== TASK DATA

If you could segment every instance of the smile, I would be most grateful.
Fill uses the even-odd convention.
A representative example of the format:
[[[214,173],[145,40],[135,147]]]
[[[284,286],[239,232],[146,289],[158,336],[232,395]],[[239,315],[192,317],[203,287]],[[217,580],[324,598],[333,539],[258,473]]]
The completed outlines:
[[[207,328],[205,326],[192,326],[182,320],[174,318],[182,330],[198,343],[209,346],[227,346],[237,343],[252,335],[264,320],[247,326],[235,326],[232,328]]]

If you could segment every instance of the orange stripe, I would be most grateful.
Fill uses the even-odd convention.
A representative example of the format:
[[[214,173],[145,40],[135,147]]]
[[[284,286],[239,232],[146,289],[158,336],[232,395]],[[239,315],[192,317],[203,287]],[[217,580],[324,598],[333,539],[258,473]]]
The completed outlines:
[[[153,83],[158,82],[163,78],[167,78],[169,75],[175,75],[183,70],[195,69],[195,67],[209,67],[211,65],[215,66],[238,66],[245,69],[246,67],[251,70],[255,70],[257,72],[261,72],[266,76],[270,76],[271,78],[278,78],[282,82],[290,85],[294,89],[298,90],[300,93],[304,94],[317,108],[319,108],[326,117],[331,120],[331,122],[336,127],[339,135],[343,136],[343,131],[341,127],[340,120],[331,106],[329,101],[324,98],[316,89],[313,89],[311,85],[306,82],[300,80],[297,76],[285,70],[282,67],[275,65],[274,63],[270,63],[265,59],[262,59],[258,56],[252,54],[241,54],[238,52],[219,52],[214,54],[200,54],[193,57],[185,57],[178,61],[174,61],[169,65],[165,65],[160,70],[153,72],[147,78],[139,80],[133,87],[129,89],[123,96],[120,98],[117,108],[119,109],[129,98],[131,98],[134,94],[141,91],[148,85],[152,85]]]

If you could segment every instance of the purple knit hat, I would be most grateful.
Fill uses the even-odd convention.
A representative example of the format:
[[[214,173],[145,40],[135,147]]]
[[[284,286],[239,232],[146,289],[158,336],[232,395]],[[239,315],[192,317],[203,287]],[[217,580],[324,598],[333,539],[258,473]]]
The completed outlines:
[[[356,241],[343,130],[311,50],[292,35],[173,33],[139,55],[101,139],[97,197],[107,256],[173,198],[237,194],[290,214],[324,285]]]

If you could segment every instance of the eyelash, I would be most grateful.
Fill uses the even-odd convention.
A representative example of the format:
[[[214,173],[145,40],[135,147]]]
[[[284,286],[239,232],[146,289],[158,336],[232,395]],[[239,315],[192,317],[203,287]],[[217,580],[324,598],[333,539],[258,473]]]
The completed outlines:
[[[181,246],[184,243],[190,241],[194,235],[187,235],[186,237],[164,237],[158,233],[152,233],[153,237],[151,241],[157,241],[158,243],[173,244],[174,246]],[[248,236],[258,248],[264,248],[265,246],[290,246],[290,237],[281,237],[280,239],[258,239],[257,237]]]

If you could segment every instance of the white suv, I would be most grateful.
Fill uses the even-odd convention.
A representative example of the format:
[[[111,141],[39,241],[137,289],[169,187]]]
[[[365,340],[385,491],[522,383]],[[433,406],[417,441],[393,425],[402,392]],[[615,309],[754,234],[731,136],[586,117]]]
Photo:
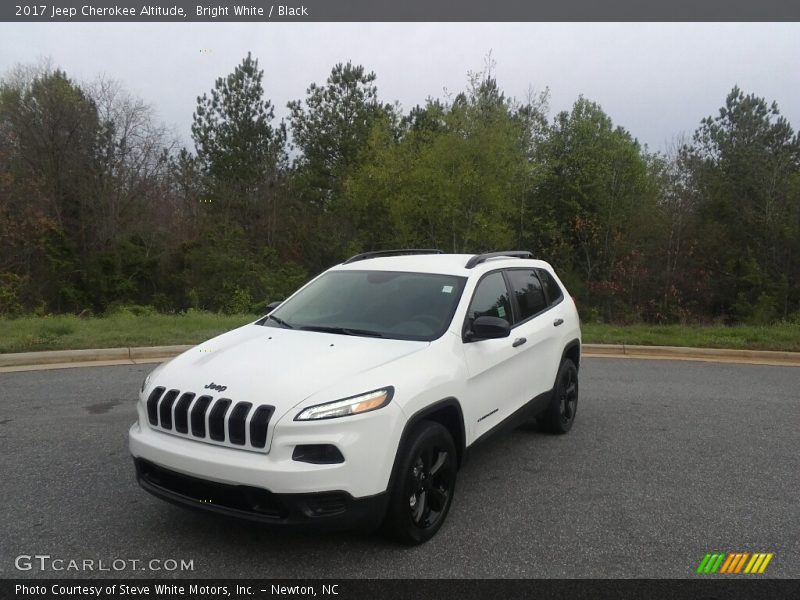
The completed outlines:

====

§ **TASK**
Return the complete data unchanged and include none of the pictures.

§ **ANSWER TO THIS TASK**
If you could segment every instance of the smile, I would be most grateful.
Fill uses the even-odd convention.
A representative example of the format:
[[[214,173],[145,40],[135,147]]]
[[[284,286],[239,232],[146,289],[158,336],[232,395]],[[239,315],[192,317],[203,287]],[[217,580],[324,598],[333,539],[258,473]]]
The completed outlines:
[[[207,328],[205,326],[192,326],[182,320],[174,318],[182,330],[198,343],[209,346],[227,346],[237,343],[252,335],[264,320],[247,326],[235,326],[232,328]]]

If you could segment every instance of the orange stripe, I would be most grateful.
Fill uses the even-odd convention.
A representative example of the format:
[[[214,173],[145,40],[135,147]]]
[[[284,286],[239,232],[146,289],[158,336],[232,395]],[[239,315],[192,317],[203,287]],[[217,580],[324,598],[333,539],[258,473]]]
The completed outlines:
[[[153,83],[158,82],[163,78],[167,78],[169,75],[175,75],[183,70],[195,69],[195,67],[209,67],[211,65],[215,66],[238,66],[245,69],[246,67],[251,70],[255,70],[257,72],[261,72],[266,76],[270,76],[271,78],[278,78],[282,82],[290,85],[294,89],[298,90],[300,93],[304,94],[317,108],[319,108],[326,117],[331,120],[331,122],[336,127],[339,135],[343,136],[343,131],[341,127],[340,120],[331,106],[329,101],[324,98],[316,89],[313,89],[311,85],[306,82],[300,80],[297,76],[285,70],[282,67],[275,65],[274,63],[270,63],[265,59],[262,59],[258,56],[252,54],[241,54],[238,52],[219,52],[214,54],[200,54],[193,57],[185,57],[178,61],[174,61],[169,65],[165,65],[160,70],[153,72],[147,78],[139,80],[133,87],[129,89],[123,96],[120,98],[117,108],[119,109],[129,98],[131,98],[134,94],[141,91],[148,85],[152,85]]]

If you could segment every instance of the purple knit hat, I would be most grateful.
Fill uses the even-odd convention.
A representative example of the format:
[[[214,173],[145,40],[135,147]]]
[[[284,286],[239,232],[146,289],[158,336],[232,395]],[[239,315],[192,317],[203,287]],[[217,580],[324,598],[333,539],[258,473]]]
The completed outlines:
[[[356,241],[343,130],[311,50],[292,35],[173,33],[139,55],[101,139],[97,197],[107,256],[173,198],[237,194],[290,214],[324,285]]]

If you could segment every instance of the eyelash, I would be most grateful.
Fill uses the even-odd convention.
A representative example of the format:
[[[214,173],[145,40],[135,147]]]
[[[284,286],[239,232],[146,289],[158,336],[232,395]],[[239,315],[192,317],[203,287]],[[217,580],[324,598],[333,539],[258,473]]]
The completed outlines:
[[[181,246],[184,243],[190,241],[194,235],[187,235],[186,237],[164,237],[158,233],[152,233],[153,237],[151,241],[157,241],[158,243],[173,244],[174,246]],[[248,236],[258,248],[264,248],[265,246],[290,246],[290,237],[281,237],[280,239],[258,239],[257,237]]]

If you could segment every instance of the white suv, I would be most grateful.
Fill uses the even-odd convention.
A representative example of the format:
[[[111,141],[39,241],[137,289],[169,187]]]
[[[365,340],[385,491],[522,383]],[[433,406],[417,441],[393,425],[402,392]],[[615,309],[754,234],[731,136],[586,117]]]
Photo:
The completed outlines:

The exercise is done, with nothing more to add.